Exercise A: Translate this sentence from the SHA-256 excerpt into Spanish: "It’s a really big number, but it’s still a number we can write out and display in a line or two."

Excerpt:

○ ○ ○ ○ ○

For many of us, it’s hard to picture just how big 256 bits is. If you were to count up all of the possible hexadecimal SHA-256 hashes, you would arrive at the following number in decimal:

115,792,089,237,316,195,423,570,985,008,687,907,853,269,984,665,640,564,039,457,584,007,913,129,639,936

It’s a really big number, but it’s still a number we can write out and display in a line or two.

Now, let’s think about all of the possible different inputs we could run through SHA-256. Anything from “0” to “aardvark” to an entire dictionary or the complete works of Shakespeare. Really, the possibilities are infinite. This brings us to a problematic conclusion: Infinity is a whole lot bigger than the 256-bit number we wrote out above. According to the pigeonhole principle, the fact that we have infinite inputs but a limited number of possible hashes means that every single hash must actually have a lot of different inputs that can produce it.

Does this mean that everything we’ve talked about is built on a weak foundation, and that it’s all set to crumble at any moment?

Not necessarily.

You will have noticed that we never stated that a cryptographic hash function can never have two separate inputs that result in the same output. Instead, we stated that it’s not feasible (or basically impossible) to find two different inputs that result in the same output.

○ ○ ○ ○ ○

Task inputs:

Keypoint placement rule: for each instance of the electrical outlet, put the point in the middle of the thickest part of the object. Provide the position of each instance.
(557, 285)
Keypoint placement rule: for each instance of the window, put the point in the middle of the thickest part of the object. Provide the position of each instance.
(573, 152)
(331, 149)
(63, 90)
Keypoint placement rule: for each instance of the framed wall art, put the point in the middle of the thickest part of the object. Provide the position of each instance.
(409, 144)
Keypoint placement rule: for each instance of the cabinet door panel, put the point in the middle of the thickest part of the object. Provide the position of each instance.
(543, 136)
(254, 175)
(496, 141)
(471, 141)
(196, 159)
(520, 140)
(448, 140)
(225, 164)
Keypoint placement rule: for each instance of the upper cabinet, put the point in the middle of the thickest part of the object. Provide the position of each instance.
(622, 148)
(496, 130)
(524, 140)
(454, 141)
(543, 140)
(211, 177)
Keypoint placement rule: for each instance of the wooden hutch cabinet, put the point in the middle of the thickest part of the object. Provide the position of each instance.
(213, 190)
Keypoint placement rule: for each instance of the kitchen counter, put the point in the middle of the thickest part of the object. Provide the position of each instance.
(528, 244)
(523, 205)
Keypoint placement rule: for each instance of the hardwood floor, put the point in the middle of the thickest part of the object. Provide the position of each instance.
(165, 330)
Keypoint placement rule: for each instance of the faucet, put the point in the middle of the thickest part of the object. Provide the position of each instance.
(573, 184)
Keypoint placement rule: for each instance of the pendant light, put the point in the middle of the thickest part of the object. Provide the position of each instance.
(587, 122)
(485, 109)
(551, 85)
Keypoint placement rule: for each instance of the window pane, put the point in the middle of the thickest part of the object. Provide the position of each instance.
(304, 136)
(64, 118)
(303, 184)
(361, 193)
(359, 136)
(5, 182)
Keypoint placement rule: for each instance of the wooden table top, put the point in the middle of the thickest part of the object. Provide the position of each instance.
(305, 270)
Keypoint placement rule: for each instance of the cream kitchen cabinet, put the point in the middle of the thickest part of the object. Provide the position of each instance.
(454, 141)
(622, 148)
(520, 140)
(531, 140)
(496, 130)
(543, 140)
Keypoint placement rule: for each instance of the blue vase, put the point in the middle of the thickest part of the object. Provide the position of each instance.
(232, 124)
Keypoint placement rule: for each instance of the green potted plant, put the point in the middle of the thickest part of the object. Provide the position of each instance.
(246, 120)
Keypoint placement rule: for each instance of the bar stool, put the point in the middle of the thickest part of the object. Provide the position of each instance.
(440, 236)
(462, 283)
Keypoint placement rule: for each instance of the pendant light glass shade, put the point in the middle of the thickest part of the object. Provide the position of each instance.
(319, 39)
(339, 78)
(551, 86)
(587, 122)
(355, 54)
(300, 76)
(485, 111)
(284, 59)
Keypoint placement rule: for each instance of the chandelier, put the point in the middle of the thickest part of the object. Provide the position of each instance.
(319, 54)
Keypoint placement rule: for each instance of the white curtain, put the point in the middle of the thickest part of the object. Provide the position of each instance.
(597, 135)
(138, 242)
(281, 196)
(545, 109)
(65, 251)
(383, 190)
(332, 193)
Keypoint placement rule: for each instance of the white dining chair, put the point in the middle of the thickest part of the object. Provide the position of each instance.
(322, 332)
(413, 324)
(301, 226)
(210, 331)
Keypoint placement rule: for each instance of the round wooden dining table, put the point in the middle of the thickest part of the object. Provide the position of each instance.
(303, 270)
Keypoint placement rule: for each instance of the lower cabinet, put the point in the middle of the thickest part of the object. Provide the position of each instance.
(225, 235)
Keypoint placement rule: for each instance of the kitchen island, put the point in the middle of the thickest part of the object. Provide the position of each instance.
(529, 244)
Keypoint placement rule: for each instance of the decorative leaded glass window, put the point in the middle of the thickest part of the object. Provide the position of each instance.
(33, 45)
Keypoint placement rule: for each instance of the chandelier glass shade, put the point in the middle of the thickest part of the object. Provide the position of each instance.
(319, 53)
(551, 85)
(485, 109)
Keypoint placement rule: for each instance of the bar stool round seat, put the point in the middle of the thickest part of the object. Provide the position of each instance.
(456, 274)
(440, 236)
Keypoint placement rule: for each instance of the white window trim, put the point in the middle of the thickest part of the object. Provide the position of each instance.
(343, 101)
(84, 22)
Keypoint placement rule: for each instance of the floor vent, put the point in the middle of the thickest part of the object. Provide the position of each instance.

○ ○ ○ ○ ○

Exercise B: Switch "thickest part" to "widest part" in the listing lines starting at the line that contains "Keypoint placement rule: for each instance of the white window" and ending at the end of the listing, and write out only those lines with nothing else altered.

Expected answer A: Es un número realmente grande, pero sigue siendo un número que podemos escribir y mostrar en una o dos líneas.

Expected answer B:
Keypoint placement rule: for each instance of the white window trim, put the point in the middle of the widest part of the object. Provide the position of each instance.
(343, 101)
(84, 22)
Keypoint placement rule: for each instance of the floor vent, put the point in the middle of the widest part of the object. Provide the position of each instance.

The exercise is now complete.